● **Aim of the task**: Output all the data exactly. Pictures do not belong in the copy.

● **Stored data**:
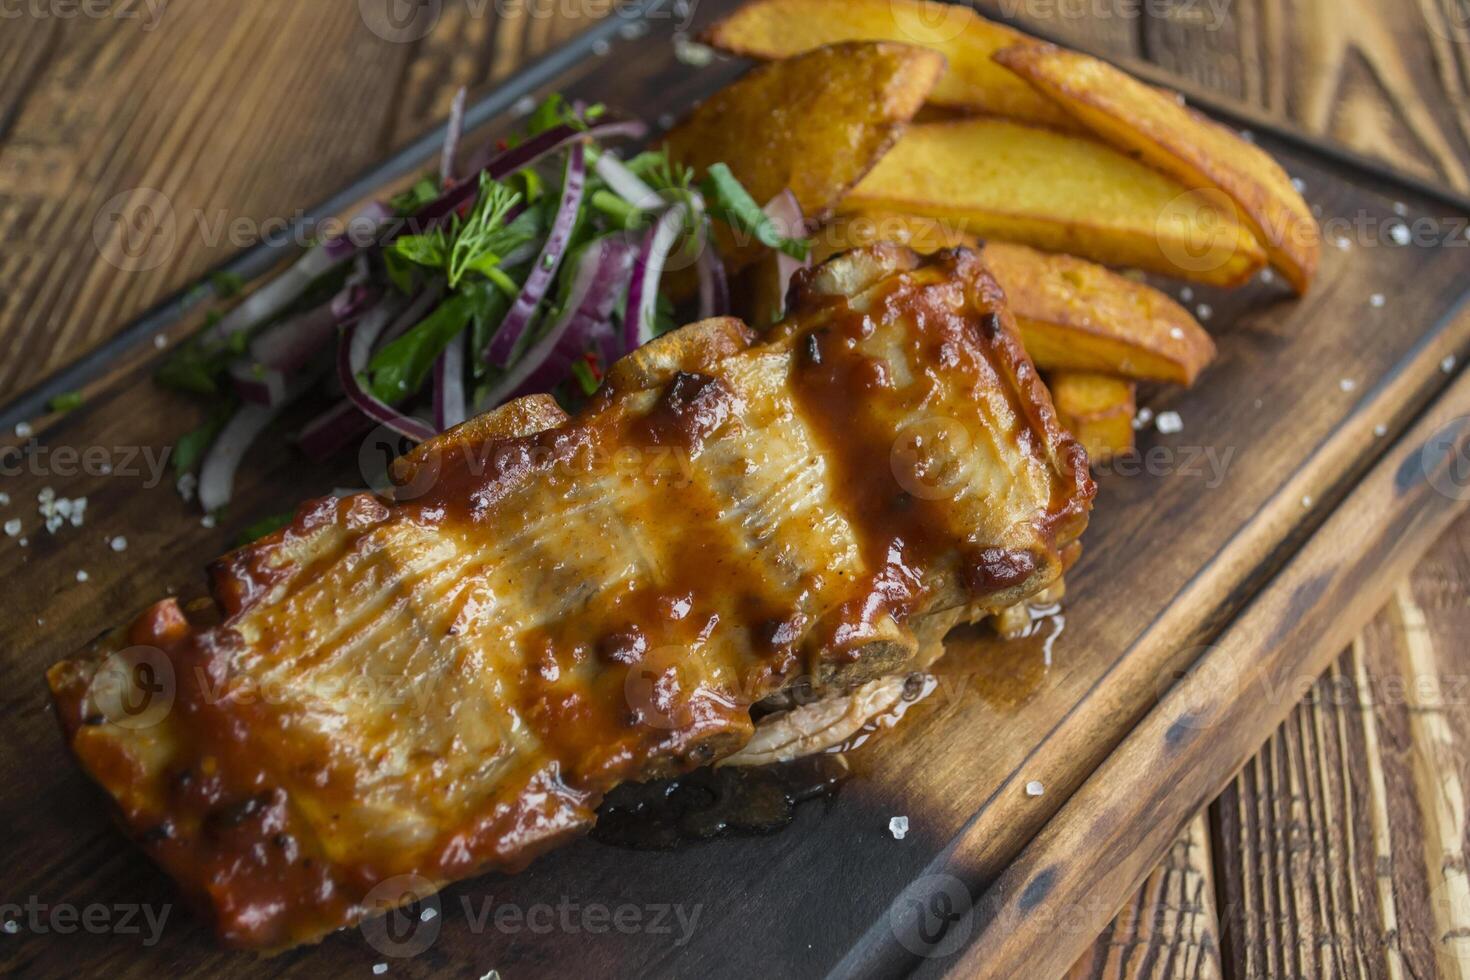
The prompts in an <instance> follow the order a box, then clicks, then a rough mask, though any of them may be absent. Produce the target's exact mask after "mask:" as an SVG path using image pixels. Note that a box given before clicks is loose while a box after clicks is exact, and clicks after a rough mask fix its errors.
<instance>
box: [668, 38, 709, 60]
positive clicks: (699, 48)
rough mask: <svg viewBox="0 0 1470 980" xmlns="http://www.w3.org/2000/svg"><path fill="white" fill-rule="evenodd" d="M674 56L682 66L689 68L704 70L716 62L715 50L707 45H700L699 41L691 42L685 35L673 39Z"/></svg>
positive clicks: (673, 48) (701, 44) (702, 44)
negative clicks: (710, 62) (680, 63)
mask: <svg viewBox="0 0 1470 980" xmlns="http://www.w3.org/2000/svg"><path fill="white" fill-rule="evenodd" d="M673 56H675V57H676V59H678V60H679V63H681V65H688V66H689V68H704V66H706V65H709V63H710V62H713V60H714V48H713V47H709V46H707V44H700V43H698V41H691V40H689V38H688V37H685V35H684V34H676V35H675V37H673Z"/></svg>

● **Result**:
The prompts in an <instance> follow the order a box, then clicks, then a rough mask, though any of them may be absent. Produce the target's exact mask after "mask:" as an SVG path using image pixels. Note that a box given before clicks is loose while a box after clicks is exact, and clicks after a rough mask fix its errors.
<instance>
box: [668, 38, 709, 60]
positive clicks: (699, 48)
rough mask: <svg viewBox="0 0 1470 980" xmlns="http://www.w3.org/2000/svg"><path fill="white" fill-rule="evenodd" d="M674 56L682 66L689 68L704 70L716 62L715 50L707 45H700L699 41L691 42L685 35L673 39Z"/></svg>
positive clicks: (673, 48) (701, 44) (702, 44)
negative clicks: (710, 62) (680, 63)
mask: <svg viewBox="0 0 1470 980" xmlns="http://www.w3.org/2000/svg"><path fill="white" fill-rule="evenodd" d="M673 56H675V57H676V59H678V60H679V63H681V65H688V66H689V68H704V66H706V65H709V63H710V62H713V60H714V48H713V47H709V46H707V44H700V43H698V41H691V40H689V38H688V37H685V35H684V34H676V35H675V37H673Z"/></svg>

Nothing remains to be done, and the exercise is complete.